Collect all lines below with the string "grass".

++++

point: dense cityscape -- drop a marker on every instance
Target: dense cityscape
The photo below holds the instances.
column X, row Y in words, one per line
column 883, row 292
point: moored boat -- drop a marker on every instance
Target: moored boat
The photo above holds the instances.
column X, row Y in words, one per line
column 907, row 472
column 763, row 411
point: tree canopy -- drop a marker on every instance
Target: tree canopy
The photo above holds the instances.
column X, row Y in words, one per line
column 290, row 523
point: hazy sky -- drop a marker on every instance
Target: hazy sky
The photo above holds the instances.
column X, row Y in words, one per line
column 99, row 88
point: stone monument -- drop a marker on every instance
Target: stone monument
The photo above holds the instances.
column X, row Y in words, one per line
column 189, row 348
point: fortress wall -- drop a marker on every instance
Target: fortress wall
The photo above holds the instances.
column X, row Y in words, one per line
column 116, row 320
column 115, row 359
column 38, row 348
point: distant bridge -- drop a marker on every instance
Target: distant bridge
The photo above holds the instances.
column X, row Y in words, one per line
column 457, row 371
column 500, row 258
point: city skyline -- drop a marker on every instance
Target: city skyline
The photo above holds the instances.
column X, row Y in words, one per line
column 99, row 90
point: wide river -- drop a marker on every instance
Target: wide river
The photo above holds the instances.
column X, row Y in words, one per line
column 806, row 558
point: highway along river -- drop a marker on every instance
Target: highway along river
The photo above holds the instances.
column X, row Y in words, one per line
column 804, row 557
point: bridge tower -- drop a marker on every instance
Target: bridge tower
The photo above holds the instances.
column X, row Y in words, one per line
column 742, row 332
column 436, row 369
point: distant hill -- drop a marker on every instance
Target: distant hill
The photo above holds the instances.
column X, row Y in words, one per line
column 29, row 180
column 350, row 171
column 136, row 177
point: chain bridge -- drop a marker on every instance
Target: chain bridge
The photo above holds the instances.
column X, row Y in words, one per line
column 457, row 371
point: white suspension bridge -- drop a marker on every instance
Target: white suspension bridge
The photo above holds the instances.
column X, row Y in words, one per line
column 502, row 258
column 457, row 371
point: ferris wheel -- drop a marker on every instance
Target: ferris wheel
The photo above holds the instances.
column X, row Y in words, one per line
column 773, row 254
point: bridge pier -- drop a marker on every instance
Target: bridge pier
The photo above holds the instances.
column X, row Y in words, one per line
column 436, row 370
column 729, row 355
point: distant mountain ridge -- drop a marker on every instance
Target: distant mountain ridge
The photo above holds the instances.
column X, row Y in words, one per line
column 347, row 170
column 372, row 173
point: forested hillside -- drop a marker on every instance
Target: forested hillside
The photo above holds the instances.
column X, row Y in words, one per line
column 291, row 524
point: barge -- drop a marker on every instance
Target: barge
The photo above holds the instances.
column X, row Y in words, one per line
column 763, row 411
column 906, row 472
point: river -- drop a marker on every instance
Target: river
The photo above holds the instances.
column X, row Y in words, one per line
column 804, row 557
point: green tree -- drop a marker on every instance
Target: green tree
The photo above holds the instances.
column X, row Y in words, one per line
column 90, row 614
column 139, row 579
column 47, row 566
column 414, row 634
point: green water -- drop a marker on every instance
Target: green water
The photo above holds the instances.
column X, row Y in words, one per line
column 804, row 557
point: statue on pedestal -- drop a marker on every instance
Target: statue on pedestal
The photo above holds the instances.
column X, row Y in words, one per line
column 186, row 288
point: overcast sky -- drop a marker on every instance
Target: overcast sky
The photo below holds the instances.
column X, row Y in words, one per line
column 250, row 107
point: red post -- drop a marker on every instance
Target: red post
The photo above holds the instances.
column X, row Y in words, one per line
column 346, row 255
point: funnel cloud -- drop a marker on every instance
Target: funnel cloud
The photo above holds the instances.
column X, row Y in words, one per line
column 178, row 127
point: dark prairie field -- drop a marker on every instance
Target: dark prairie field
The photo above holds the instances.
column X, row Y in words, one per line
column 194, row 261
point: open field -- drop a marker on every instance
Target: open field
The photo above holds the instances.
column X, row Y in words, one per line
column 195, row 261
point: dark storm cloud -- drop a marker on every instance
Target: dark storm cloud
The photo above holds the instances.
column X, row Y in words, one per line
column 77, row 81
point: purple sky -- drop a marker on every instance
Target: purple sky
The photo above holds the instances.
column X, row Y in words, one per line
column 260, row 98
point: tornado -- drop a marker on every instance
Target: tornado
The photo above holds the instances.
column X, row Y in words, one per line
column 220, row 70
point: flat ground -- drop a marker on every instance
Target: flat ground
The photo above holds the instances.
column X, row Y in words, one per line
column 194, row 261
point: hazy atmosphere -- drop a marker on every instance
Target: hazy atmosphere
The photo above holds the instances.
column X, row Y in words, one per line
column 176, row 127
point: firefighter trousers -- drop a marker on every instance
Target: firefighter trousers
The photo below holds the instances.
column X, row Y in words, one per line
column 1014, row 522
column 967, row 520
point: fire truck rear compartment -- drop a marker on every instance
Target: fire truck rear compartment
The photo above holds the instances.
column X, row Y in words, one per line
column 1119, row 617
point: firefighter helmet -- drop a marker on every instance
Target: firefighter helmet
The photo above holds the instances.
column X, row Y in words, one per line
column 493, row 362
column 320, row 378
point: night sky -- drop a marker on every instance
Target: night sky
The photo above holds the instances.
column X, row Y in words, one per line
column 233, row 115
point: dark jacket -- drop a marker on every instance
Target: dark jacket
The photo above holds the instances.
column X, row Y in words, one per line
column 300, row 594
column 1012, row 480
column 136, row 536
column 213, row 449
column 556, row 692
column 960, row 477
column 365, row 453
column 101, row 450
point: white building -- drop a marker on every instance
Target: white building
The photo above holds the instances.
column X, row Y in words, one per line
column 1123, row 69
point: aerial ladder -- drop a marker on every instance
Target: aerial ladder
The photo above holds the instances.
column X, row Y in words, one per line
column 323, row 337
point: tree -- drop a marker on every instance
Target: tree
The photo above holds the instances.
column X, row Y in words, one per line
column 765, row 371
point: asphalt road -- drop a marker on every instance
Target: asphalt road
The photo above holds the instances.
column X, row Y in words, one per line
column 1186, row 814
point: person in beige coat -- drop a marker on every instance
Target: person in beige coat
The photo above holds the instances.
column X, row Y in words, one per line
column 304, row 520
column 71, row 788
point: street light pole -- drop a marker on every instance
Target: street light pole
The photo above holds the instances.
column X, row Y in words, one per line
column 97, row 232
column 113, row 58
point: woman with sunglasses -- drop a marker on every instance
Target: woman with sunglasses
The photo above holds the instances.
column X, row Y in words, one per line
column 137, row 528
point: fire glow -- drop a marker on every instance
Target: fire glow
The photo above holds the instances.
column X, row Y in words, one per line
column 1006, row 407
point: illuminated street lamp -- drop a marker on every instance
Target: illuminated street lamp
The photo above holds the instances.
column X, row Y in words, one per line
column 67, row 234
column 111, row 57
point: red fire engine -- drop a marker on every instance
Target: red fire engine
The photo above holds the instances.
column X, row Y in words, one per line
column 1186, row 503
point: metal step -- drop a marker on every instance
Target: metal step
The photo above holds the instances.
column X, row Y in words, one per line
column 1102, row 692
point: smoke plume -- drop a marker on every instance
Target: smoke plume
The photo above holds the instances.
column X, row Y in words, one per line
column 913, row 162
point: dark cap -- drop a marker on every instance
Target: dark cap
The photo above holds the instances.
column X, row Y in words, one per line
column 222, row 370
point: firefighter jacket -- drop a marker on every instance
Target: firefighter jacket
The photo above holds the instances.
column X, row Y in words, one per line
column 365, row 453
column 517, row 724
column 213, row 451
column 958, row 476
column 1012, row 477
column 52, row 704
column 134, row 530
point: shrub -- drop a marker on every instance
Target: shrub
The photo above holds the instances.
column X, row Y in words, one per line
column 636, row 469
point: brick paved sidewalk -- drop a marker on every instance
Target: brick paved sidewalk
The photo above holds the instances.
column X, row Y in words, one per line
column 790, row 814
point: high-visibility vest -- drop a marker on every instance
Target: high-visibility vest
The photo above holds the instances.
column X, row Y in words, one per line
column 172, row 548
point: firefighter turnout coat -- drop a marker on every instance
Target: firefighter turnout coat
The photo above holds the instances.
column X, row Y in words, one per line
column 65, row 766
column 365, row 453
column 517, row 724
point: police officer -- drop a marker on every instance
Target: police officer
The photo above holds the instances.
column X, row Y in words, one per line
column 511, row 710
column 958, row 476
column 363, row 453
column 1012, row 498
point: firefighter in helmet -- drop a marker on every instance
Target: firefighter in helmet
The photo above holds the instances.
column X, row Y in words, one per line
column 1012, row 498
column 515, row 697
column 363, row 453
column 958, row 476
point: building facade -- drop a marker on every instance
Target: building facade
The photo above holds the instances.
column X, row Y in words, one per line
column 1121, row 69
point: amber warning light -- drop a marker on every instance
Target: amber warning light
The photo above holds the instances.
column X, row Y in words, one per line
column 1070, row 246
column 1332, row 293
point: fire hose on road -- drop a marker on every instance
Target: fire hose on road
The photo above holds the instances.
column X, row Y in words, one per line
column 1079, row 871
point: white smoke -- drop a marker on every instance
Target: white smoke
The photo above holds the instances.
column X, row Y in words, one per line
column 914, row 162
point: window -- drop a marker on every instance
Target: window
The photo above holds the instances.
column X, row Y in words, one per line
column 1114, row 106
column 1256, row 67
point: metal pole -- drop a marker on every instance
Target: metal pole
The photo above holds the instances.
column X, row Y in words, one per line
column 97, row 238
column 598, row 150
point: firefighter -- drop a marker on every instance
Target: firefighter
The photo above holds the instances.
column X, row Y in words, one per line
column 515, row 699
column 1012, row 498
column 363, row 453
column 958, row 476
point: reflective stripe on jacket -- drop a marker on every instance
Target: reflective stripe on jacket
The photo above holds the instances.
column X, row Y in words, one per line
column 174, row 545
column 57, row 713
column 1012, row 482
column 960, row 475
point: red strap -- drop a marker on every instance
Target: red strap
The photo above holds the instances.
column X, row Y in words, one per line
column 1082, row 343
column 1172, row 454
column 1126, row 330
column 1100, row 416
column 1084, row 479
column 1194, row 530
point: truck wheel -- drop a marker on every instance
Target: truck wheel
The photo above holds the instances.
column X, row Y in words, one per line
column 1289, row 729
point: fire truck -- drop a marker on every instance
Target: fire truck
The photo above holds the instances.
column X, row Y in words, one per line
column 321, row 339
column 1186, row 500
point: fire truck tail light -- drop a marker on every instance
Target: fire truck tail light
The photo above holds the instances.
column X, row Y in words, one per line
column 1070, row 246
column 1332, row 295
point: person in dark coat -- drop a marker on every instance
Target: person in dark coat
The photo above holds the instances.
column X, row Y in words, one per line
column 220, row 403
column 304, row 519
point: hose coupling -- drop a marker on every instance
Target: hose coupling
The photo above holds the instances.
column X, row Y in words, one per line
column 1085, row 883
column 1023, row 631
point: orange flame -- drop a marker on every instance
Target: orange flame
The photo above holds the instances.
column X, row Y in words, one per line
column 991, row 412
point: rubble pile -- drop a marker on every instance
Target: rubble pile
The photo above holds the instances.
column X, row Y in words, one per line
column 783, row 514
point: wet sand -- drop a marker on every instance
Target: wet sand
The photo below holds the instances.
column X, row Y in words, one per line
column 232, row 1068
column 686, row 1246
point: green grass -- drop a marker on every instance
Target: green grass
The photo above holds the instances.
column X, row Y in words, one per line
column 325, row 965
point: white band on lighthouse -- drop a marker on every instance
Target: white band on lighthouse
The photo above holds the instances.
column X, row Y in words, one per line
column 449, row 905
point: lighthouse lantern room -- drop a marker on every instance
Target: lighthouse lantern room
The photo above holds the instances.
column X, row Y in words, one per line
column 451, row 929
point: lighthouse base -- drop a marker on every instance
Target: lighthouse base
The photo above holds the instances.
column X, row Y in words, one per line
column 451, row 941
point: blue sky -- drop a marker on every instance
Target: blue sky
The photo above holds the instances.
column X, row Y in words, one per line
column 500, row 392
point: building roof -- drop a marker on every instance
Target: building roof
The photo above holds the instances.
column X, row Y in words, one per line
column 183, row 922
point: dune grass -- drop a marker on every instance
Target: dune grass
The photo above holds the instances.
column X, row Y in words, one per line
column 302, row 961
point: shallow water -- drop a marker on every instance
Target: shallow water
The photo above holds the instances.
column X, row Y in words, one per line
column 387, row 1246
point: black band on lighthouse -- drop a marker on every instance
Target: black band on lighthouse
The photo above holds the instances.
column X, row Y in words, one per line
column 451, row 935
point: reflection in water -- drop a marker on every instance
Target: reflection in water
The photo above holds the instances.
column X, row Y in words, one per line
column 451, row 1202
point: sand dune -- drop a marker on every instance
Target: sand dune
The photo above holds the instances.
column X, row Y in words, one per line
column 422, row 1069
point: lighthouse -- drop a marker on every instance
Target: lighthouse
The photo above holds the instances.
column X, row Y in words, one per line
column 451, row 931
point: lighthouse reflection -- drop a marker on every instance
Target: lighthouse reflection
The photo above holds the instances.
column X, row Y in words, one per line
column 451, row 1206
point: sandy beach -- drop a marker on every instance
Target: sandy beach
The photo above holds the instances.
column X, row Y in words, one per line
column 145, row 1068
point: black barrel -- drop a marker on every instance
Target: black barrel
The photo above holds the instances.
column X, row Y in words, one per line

++++

Solution for this task:
point: green grass -- drop a marker on every instance
Target: green grass
point: dune grass -- drop a marker on every instance
Target: dune grass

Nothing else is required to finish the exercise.